● **TASK TO CARRY OUT**: Reproduce the stretch of the records from the start through the line that contains "135), (142, 112)]", with both ends included and every line unchanged.

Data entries
· · ·

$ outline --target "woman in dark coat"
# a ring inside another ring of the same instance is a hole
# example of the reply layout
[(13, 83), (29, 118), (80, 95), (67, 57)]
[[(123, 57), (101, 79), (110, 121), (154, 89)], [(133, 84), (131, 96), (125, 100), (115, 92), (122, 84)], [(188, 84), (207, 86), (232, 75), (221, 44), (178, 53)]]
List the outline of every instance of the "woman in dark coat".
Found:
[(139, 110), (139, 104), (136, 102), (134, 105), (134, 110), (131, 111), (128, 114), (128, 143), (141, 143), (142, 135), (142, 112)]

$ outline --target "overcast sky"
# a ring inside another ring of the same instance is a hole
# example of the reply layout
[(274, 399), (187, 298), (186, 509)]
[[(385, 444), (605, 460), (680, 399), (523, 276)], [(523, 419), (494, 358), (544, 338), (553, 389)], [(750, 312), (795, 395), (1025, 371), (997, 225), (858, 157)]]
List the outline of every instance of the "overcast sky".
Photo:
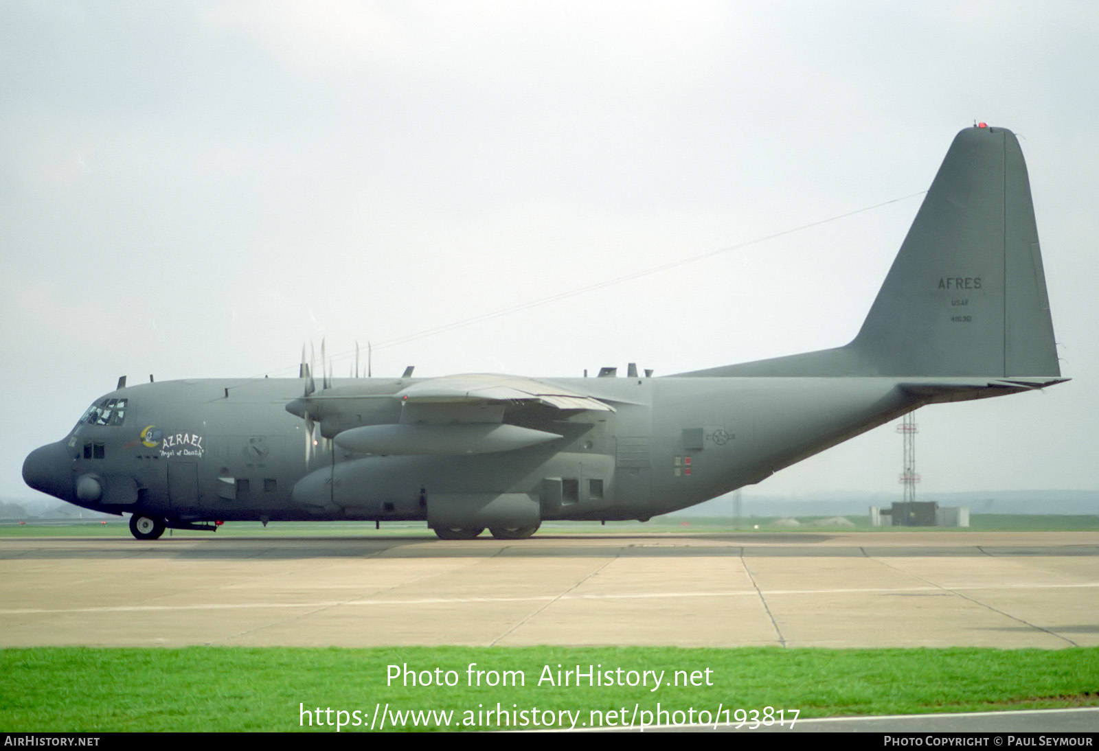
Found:
[[(123, 373), (322, 337), (418, 375), (843, 345), (920, 198), (751, 242), (925, 190), (975, 120), (1020, 135), (1074, 380), (921, 410), (919, 493), (1097, 490), (1097, 40), (1084, 1), (4, 0), (0, 496)], [(889, 425), (748, 492), (900, 461)]]

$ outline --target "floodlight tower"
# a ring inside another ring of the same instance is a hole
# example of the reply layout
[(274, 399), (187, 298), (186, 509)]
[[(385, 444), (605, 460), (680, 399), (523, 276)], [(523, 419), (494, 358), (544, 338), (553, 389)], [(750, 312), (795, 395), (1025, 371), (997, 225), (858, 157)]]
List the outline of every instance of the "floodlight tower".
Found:
[(904, 503), (915, 503), (915, 483), (920, 482), (920, 475), (915, 473), (915, 434), (918, 431), (915, 410), (913, 410), (904, 415), (901, 424), (897, 426), (897, 433), (904, 438), (904, 460), (900, 473), (900, 482), (904, 485)]

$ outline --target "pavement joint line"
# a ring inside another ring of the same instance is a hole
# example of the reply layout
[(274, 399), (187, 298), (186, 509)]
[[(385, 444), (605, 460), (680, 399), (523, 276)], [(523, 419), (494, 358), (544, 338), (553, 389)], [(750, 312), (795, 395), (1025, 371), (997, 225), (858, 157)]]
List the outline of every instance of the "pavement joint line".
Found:
[[(366, 556), (365, 558), (376, 558), (376, 557), (380, 556), (384, 551), (385, 551), (384, 549), (379, 549), (379, 550), (370, 553), (369, 556)], [(333, 567), (330, 565), (329, 568), (333, 568)], [(399, 584), (399, 585), (398, 584), (390, 584), (388, 586), (381, 587), (381, 591), (392, 590), (392, 589), (395, 589), (397, 586), (403, 586), (403, 585), (408, 584), (409, 582), (415, 582), (415, 581), (420, 581), (422, 579), (430, 579), (431, 576), (434, 576), (434, 575), (437, 575), (437, 572), (425, 573), (425, 574), (423, 574), (421, 576), (417, 576), (415, 579), (407, 580), (404, 582), (401, 582), (401, 584)], [(317, 615), (318, 613), (323, 613), (324, 610), (330, 610), (333, 607), (338, 607), (341, 605), (359, 605), (359, 604), (367, 604), (368, 602), (369, 601), (363, 601), (360, 597), (353, 597), (351, 599), (334, 599), (334, 601), (320, 602), (320, 603), (306, 603), (306, 604), (301, 604), (301, 605), (297, 605), (297, 606), (292, 606), (291, 605), (291, 607), (311, 607), (311, 609), (308, 610), (307, 613), (298, 613), (298, 614), (291, 615), (288, 618), (280, 618), (280, 619), (278, 619), (278, 620), (276, 620), (274, 623), (260, 624), (260, 625), (258, 625), (258, 626), (256, 626), (254, 628), (245, 629), (243, 631), (238, 631), (237, 634), (232, 634), (232, 635), (229, 635), (229, 636), (224, 636), (224, 637), (218, 639), (217, 641), (208, 641), (206, 643), (209, 647), (209, 646), (212, 646), (212, 644), (218, 643), (218, 642), (226, 641), (226, 640), (230, 640), (230, 639), (238, 639), (241, 637), (245, 637), (245, 636), (248, 636), (251, 634), (256, 634), (258, 631), (263, 631), (263, 630), (268, 629), (268, 628), (274, 628), (276, 626), (282, 626), (285, 624), (293, 623), (296, 620), (302, 620), (302, 619), (308, 618), (310, 616)], [(389, 601), (379, 601), (379, 602), (389, 602)], [(232, 604), (229, 604), (229, 605), (232, 605)], [(287, 604), (286, 603), (264, 603), (263, 607), (277, 608), (280, 605), (286, 606)], [(201, 606), (199, 606), (199, 607), (187, 608), (187, 609), (202, 609), (202, 608), (201, 608)], [(219, 609), (221, 609), (221, 608), (219, 608)]]
[(786, 643), (786, 638), (782, 636), (782, 629), (778, 627), (778, 621), (775, 620), (775, 615), (770, 612), (770, 608), (767, 607), (767, 598), (764, 597), (763, 590), (761, 590), (759, 584), (756, 583), (755, 576), (752, 574), (752, 569), (748, 568), (748, 562), (744, 560), (743, 547), (741, 548), (741, 565), (744, 567), (744, 573), (746, 573), (748, 575), (748, 579), (752, 580), (752, 586), (755, 587), (756, 594), (759, 595), (759, 603), (763, 605), (763, 609), (767, 614), (767, 617), (770, 618), (770, 625), (775, 627), (775, 634), (778, 636), (779, 647), (786, 649), (787, 643)]
[[(608, 561), (599, 570), (602, 570), (613, 561)], [(593, 571), (588, 578), (599, 573)], [(751, 576), (751, 573), (748, 573)], [(424, 579), (426, 576), (423, 576)], [(664, 599), (664, 598), (691, 598), (691, 597), (743, 597), (761, 596), (759, 590), (731, 590), (726, 592), (636, 592), (626, 594), (570, 594), (571, 590), (587, 581), (588, 578), (577, 582), (574, 586), (559, 595), (530, 595), (523, 597), (415, 597), (401, 599), (385, 598), (363, 598), (363, 599), (332, 599), (311, 601), (297, 603), (198, 603), (191, 605), (102, 605), (96, 607), (71, 607), (71, 608), (0, 608), (0, 617), (18, 615), (56, 614), (67, 613), (129, 613), (129, 612), (155, 612), (155, 610), (201, 610), (201, 609), (234, 609), (234, 608), (292, 608), (292, 607), (331, 607), (333, 605), (460, 605), (464, 603), (530, 603), (547, 602), (552, 604), (557, 599)], [(921, 593), (921, 592), (943, 592), (956, 593), (959, 596), (962, 590), (1053, 590), (1053, 589), (1096, 589), (1099, 582), (1087, 582), (1079, 584), (996, 584), (996, 585), (968, 585), (968, 586), (910, 586), (910, 587), (844, 587), (834, 590), (771, 590), (766, 594), (776, 595), (821, 595), (821, 594), (897, 594), (897, 593)], [(977, 603), (988, 607), (983, 603)], [(995, 608), (992, 608), (995, 609)], [(535, 615), (535, 614), (532, 614)], [(1004, 614), (1007, 615), (1007, 614)], [(1008, 616), (1012, 617), (1012, 616)], [(1015, 618), (1018, 620), (1018, 618)], [(1022, 621), (1025, 623), (1025, 621)], [(1030, 624), (1026, 624), (1031, 626)], [(1039, 628), (1031, 626), (1031, 628)], [(1062, 637), (1063, 638), (1063, 637)]]
[[(892, 565), (891, 563), (888, 563), (888, 562), (886, 562), (886, 561), (882, 561), (882, 560), (879, 560), (878, 562), (879, 562), (879, 563), (881, 563), (881, 564), (884, 564), (884, 565), (887, 565), (887, 567), (889, 567), (890, 569), (892, 569), (893, 571), (897, 571), (897, 572), (899, 572), (899, 573), (902, 573), (902, 574), (904, 574), (904, 575), (907, 575), (907, 576), (912, 576), (912, 578), (914, 578), (914, 579), (918, 579), (918, 580), (920, 580), (921, 582), (926, 582), (928, 584), (934, 584), (934, 582), (932, 582), (932, 581), (930, 581), (930, 580), (928, 580), (928, 579), (925, 579), (925, 578), (921, 576), (920, 574), (917, 574), (917, 573), (912, 573), (912, 572), (910, 572), (910, 571), (904, 571), (903, 569), (901, 569), (901, 568), (898, 568), (898, 567), (896, 567), (896, 565)], [(1052, 637), (1055, 637), (1055, 638), (1057, 638), (1057, 639), (1062, 639), (1063, 641), (1067, 641), (1067, 642), (1068, 642), (1069, 644), (1072, 644), (1073, 647), (1079, 647), (1079, 644), (1078, 644), (1078, 643), (1076, 643), (1075, 641), (1073, 641), (1073, 640), (1072, 640), (1072, 639), (1069, 639), (1068, 637), (1065, 637), (1065, 636), (1062, 636), (1062, 635), (1059, 635), (1059, 634), (1056, 634), (1056, 632), (1054, 632), (1054, 631), (1051, 631), (1051, 630), (1050, 630), (1050, 629), (1047, 629), (1047, 628), (1042, 628), (1041, 626), (1037, 626), (1036, 624), (1032, 624), (1032, 623), (1030, 623), (1029, 620), (1024, 620), (1023, 618), (1020, 618), (1020, 617), (1018, 617), (1018, 616), (1013, 616), (1013, 615), (1011, 615), (1010, 613), (1007, 613), (1007, 612), (1004, 612), (1004, 610), (1001, 610), (1001, 609), (999, 609), (999, 608), (997, 608), (997, 607), (992, 607), (992, 606), (991, 606), (991, 605), (989, 605), (988, 603), (983, 603), (983, 602), (980, 602), (979, 599), (977, 599), (976, 597), (970, 597), (969, 595), (967, 595), (967, 594), (965, 594), (965, 593), (963, 593), (963, 592), (962, 592), (962, 589), (963, 589), (963, 587), (948, 587), (948, 586), (944, 586), (944, 585), (939, 585), (939, 587), (937, 587), (937, 589), (940, 589), (940, 590), (942, 590), (942, 591), (944, 591), (944, 592), (950, 592), (951, 594), (953, 594), (953, 595), (956, 595), (956, 596), (958, 596), (958, 597), (962, 597), (963, 599), (967, 599), (967, 601), (969, 601), (970, 603), (973, 603), (974, 605), (977, 605), (978, 607), (984, 607), (984, 608), (986, 608), (986, 609), (989, 609), (989, 610), (991, 610), (992, 613), (998, 613), (999, 615), (1001, 615), (1001, 616), (1003, 616), (1003, 617), (1006, 617), (1006, 618), (1010, 618), (1011, 620), (1014, 620), (1014, 621), (1017, 621), (1017, 623), (1020, 623), (1020, 624), (1022, 624), (1023, 626), (1026, 626), (1028, 628), (1033, 628), (1033, 629), (1035, 629), (1035, 630), (1037, 630), (1037, 631), (1044, 631), (1045, 634), (1048, 634), (1048, 635), (1050, 635), (1050, 636), (1052, 636)]]
[[(587, 576), (585, 576), (584, 579), (581, 579), (580, 581), (574, 582), (573, 586), (570, 586), (567, 590), (565, 590), (564, 592), (559, 593), (555, 597), (552, 597), (550, 599), (550, 602), (547, 602), (545, 605), (543, 605), (542, 607), (535, 609), (533, 613), (529, 614), (525, 618), (523, 618), (518, 624), (515, 624), (514, 626), (512, 626), (511, 628), (509, 628), (507, 631), (504, 631), (503, 634), (501, 634), (500, 636), (498, 636), (496, 639), (493, 639), (491, 642), (489, 642), (489, 647), (496, 647), (497, 643), (501, 639), (503, 639), (504, 637), (507, 637), (509, 634), (512, 634), (515, 630), (518, 630), (524, 624), (529, 623), (534, 616), (536, 616), (540, 613), (542, 613), (543, 610), (545, 610), (547, 607), (550, 607), (551, 605), (553, 605), (555, 602), (557, 602), (558, 599), (565, 599), (566, 595), (568, 595), (569, 592), (571, 592), (576, 587), (580, 586), (580, 584), (584, 584), (586, 581), (588, 581), (589, 579), (591, 579), (592, 576), (595, 576), (596, 574), (598, 574), (600, 571), (602, 571), (603, 569), (606, 569), (608, 565), (610, 565), (611, 563), (613, 563), (614, 561), (617, 561), (618, 559), (619, 559), (619, 557), (615, 556), (614, 558), (610, 559), (609, 561), (607, 561), (606, 563), (603, 563), (601, 567), (599, 567), (598, 569), (596, 569), (595, 571), (592, 571), (591, 573), (589, 573)], [(573, 597), (568, 597), (568, 599), (573, 599)]]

· · ·

● **FULL ANSWER**:
$ outline --target "woman in dark coat"
# a ring inside another ring of the same instance is a hole
# example of the reply layout
[(13, 83), (29, 118), (80, 95), (67, 57)]
[[(123, 57), (101, 79), (110, 121), (154, 89)], [(133, 84), (131, 96), (125, 100), (115, 92), (122, 84)], [(188, 84), (207, 86), (232, 75), (221, 44), (178, 53)]]
List the outline of every instance of the "woman in dark coat".
Found:
[(139, 110), (139, 104), (136, 102), (134, 105), (134, 110), (131, 111), (128, 114), (128, 143), (141, 143), (142, 135), (142, 112)]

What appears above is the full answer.